» **Excerpt provided**
········

# Small booster pimp job coming up...



## Flyout95 (Apr 13, 2012)

Have this little job starting up.


----------



## plumbdrum (Nov 30, 2013)

Nice


----------



## GAN (Jul 10, 2012)

When do you start your "Booster PIMP" job then............


----------



## Flyout95 (Apr 13, 2012)

GAN said:


> When do you start your "Booster PIMP" job then............


Pimpin' ain't easy.


----------



## gear junkie (Jun 20, 2008)

Flyout95 said:


> Have this little job starting up.


Educate me....what am I looking at and where is this going?


----------



## yaacov (Aug 8, 2012)

Thats a boatload of huge pumps


----------



## rwh (Dec 17, 2014)

That will be a good job. I love that kind of work.


----------



## plumbdrum (Nov 30, 2013)

That certainly does not look like service work fly


----------



## Plumbus (Aug 4, 2008)

········

» **Supplied data**
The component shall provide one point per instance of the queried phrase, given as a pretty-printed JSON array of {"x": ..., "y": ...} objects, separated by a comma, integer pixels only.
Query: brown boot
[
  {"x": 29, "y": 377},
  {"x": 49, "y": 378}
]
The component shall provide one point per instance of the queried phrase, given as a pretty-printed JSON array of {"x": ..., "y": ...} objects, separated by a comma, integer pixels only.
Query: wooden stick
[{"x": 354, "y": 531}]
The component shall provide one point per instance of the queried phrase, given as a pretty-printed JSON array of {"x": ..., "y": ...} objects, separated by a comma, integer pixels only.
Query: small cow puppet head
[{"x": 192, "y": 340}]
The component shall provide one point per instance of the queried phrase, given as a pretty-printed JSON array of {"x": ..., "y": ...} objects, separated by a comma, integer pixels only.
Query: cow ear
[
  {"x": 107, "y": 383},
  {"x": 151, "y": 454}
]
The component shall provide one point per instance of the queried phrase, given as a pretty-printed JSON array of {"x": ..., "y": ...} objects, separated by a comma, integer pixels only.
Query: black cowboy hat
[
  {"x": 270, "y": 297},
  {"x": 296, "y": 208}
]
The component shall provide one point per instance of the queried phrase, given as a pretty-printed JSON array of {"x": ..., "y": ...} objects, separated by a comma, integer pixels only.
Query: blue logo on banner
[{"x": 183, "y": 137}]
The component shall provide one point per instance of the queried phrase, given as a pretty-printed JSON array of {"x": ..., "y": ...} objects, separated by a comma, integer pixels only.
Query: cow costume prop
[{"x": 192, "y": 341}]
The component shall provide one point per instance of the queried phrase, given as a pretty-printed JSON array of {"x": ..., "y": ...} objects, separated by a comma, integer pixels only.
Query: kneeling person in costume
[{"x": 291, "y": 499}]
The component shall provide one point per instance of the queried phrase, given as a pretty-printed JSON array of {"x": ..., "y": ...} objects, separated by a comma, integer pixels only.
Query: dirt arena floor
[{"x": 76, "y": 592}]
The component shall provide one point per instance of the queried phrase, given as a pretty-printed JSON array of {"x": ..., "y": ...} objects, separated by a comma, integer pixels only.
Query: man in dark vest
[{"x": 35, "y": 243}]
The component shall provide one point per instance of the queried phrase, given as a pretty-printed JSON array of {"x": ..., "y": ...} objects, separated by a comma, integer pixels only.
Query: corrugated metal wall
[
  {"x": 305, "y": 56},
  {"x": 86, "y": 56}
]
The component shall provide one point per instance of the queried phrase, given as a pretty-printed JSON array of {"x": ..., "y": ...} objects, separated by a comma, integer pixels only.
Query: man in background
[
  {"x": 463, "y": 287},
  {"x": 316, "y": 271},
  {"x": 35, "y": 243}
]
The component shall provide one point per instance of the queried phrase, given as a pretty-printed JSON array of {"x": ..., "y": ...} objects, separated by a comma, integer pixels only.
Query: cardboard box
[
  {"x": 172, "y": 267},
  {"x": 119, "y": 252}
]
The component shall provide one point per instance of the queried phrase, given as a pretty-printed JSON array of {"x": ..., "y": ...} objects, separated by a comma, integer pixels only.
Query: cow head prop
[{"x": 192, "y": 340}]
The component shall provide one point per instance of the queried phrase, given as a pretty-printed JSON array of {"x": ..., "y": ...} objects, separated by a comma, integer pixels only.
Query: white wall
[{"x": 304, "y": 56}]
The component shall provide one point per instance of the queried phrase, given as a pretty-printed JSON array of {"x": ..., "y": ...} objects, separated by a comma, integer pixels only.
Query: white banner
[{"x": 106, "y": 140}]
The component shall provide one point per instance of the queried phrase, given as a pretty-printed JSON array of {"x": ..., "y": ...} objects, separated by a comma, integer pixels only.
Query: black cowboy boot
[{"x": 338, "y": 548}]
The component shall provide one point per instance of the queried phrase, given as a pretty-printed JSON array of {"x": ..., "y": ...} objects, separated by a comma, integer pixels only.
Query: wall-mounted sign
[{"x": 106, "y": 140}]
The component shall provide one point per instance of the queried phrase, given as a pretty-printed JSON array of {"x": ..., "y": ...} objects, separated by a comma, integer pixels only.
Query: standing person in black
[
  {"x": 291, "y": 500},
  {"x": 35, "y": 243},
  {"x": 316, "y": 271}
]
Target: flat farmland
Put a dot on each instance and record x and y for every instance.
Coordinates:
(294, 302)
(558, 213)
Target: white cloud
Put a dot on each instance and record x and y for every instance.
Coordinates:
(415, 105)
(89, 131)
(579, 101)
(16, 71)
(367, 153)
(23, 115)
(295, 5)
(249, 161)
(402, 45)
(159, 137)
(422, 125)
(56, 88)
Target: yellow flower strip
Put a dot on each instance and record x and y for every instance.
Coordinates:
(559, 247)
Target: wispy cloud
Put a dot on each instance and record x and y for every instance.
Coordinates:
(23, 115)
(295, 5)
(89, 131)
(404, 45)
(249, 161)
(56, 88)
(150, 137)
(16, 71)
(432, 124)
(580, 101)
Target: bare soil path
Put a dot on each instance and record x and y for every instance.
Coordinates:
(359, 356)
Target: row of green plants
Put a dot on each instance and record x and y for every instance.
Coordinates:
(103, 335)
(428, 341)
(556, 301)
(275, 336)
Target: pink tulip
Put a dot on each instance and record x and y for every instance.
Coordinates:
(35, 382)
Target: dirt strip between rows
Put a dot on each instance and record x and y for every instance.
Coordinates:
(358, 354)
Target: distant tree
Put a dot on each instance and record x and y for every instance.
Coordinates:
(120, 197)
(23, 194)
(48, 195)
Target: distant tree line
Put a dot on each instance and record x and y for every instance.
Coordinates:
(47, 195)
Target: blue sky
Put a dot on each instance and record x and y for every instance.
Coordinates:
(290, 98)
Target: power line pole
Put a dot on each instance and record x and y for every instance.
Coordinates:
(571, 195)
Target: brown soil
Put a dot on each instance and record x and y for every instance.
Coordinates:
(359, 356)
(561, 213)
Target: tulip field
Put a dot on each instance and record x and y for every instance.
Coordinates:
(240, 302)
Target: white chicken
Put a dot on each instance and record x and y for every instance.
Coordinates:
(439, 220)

········

Could you pick up the forum thread about the small booster pimp job and carry it on from the point where it stops?

» **Exercise answer**
plumbdrum said:


> That certainly does not look like service work fly


It does if they are replacements.


----------



## plumbdrum (Nov 30, 2013)

I think that would fall under new installation


----------



## Flyout95 (Apr 13, 2012)

ok... it's not really my work, but all those are for one job. Boosters for chilled water at a Large airport... They bought pallets of m12 and m18 press guns for this job, it's a doozy. Just wanted to see who'd drop the "that's not service" card.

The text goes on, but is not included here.